Image point grounding data
'''

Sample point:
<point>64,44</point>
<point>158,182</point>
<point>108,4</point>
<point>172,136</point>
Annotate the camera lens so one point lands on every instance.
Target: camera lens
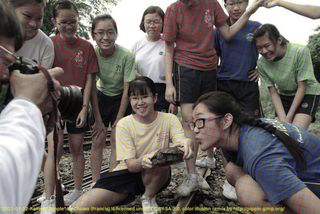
<point>70,103</point>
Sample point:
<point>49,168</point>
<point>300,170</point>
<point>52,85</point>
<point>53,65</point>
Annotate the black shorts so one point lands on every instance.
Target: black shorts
<point>161,104</point>
<point>72,129</point>
<point>109,107</point>
<point>125,182</point>
<point>309,105</point>
<point>314,187</point>
<point>246,94</point>
<point>190,83</point>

'''

• WHAT YOU ARE ASKED TO DO:
Exactly as written, restate all of the data, leaving out the images.

• EXERCISE RESULT:
Sample point:
<point>64,44</point>
<point>158,182</point>
<point>108,4</point>
<point>172,136</point>
Annotate the camera lens so one point lands on every instance.
Target: camera lens
<point>70,103</point>
Sample point:
<point>49,168</point>
<point>300,170</point>
<point>52,85</point>
<point>53,65</point>
Annotate the black shorts so one point lands on every instance.
Target: black shorts
<point>161,104</point>
<point>72,129</point>
<point>109,107</point>
<point>125,182</point>
<point>309,105</point>
<point>314,187</point>
<point>246,94</point>
<point>190,83</point>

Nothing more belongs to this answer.